====== DATA LISTING

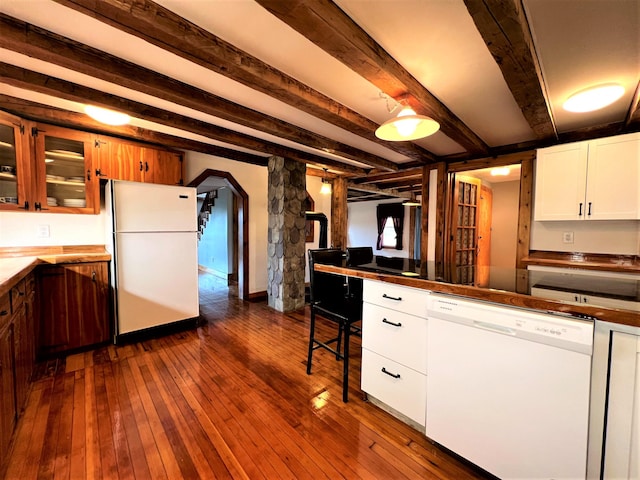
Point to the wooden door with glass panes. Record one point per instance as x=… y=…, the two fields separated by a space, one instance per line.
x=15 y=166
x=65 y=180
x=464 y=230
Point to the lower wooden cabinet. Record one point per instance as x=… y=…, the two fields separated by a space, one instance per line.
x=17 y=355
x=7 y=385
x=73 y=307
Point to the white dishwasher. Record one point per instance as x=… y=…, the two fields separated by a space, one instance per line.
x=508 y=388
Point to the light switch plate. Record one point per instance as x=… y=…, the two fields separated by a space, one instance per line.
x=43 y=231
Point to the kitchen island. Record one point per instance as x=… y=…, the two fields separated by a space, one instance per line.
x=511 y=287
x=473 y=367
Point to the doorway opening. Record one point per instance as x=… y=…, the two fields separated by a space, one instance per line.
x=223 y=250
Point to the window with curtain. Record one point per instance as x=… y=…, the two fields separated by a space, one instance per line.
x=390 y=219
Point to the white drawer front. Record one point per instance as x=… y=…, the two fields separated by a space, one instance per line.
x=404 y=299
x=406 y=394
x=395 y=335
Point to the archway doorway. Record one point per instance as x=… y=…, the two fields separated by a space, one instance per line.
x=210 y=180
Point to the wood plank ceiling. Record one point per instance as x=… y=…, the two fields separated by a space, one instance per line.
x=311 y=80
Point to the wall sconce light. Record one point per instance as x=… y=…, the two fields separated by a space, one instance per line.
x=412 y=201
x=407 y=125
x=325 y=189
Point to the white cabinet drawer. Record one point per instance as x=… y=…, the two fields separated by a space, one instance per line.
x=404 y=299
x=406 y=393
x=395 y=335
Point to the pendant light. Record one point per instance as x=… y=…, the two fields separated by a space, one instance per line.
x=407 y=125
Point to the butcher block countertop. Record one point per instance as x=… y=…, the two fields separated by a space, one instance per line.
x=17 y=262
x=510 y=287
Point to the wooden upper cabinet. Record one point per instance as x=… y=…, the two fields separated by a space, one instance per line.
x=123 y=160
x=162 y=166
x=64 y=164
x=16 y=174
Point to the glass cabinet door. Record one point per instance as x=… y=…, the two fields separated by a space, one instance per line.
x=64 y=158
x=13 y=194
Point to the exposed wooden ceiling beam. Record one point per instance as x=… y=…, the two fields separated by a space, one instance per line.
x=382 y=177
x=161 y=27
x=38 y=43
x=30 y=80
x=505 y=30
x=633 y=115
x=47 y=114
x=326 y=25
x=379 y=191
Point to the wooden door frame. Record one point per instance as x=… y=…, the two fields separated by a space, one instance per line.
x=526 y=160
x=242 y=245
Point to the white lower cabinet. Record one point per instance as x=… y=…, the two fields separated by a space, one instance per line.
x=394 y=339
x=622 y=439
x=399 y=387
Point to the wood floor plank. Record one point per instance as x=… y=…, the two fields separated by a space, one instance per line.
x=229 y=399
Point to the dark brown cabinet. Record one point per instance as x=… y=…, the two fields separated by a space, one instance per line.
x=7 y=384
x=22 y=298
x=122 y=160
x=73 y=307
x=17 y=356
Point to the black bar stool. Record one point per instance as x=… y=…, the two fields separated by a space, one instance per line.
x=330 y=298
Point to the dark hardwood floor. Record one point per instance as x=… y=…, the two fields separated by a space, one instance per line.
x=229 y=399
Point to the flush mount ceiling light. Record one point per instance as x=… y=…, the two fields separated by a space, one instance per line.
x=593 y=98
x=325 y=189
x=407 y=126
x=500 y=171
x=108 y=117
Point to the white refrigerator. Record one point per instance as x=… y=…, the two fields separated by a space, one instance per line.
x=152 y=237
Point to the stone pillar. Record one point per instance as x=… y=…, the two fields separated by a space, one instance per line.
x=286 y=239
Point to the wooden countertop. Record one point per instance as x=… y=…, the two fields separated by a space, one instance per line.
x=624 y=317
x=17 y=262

============

STATED EXERCISE: Can you put the entries, from the line containing "Point to the glass" through the end, into a Markdown table with the columns Row and Line, numbering each line and leaving out blank lines?

SOLUTION FOR THIS PROBLEM:
| Row | Line |
|---|---|
| 1 | Point to the glass cabinet door. Record one point per instance as x=… y=…, the two fields separated by a space, one instance per line. |
| 2 | x=64 y=158 |
| 3 | x=13 y=194 |
| 4 | Point to the exposed wooden ceiling beam. Record one point per instance as x=… y=…, the two fields separated by a space, one instance per line. |
| 5 | x=382 y=177 |
| 6 | x=161 y=27 |
| 7 | x=38 y=43 |
| 8 | x=30 y=80 |
| 9 | x=505 y=30 |
| 10 | x=633 y=115 |
| 11 | x=47 y=114 |
| 12 | x=326 y=25 |
| 13 | x=379 y=191 |
| 14 | Point to the wooden door frame. Record one point per instance as x=… y=…, the two fields separated by a space, one instance per line. |
| 15 | x=526 y=160 |
| 16 | x=242 y=245 |
| 17 | Point to the white lower cabinet. Record one point per instance as x=… y=…, the two fields separated by a space, one instance per line. |
| 18 | x=394 y=339 |
| 19 | x=622 y=439 |
| 20 | x=399 y=387 |
| 21 | Point to the wood floor plank. Record one point per instance as x=… y=…, the two fields separated by a space, one instance per line. |
| 22 | x=229 y=399 |
| 23 | Point to the dark brown cabinet. Record one point per instance as x=… y=…, the two fields separated by a space, one instance per line. |
| 24 | x=7 y=384 |
| 25 | x=22 y=298 |
| 26 | x=122 y=160 |
| 27 | x=73 y=307 |
| 28 | x=17 y=356 |
| 29 | Point to the black bar stool. Record one point per instance as x=… y=…, the two fields separated by a space, one instance per line. |
| 30 | x=330 y=298 |
| 31 | Point to the dark hardwood floor. Record one point per instance as x=… y=…, the two fields separated by a space, one instance per line. |
| 32 | x=229 y=399 |
| 33 | Point to the flush mount ceiling light. Record one point per instance as x=… y=…, the two fields separated by a space, one instance per line. |
| 34 | x=593 y=98 |
| 35 | x=325 y=189 |
| 36 | x=407 y=126 |
| 37 | x=500 y=171 |
| 38 | x=108 y=117 |
| 39 | Point to the white refrigerator. Record one point per instance as x=… y=…, the two fields separated by a space, one instance per line. |
| 40 | x=152 y=237 |
| 41 | Point to the stone pillar. Record one point per instance as x=… y=…, the two fields separated by a space, one instance per line. |
| 42 | x=286 y=239 |
| 43 | Point to the wooden countertop. Record one point per instance as x=… y=…, the two fields separated by a space, one instance per line. |
| 44 | x=624 y=317 |
| 45 | x=17 y=262 |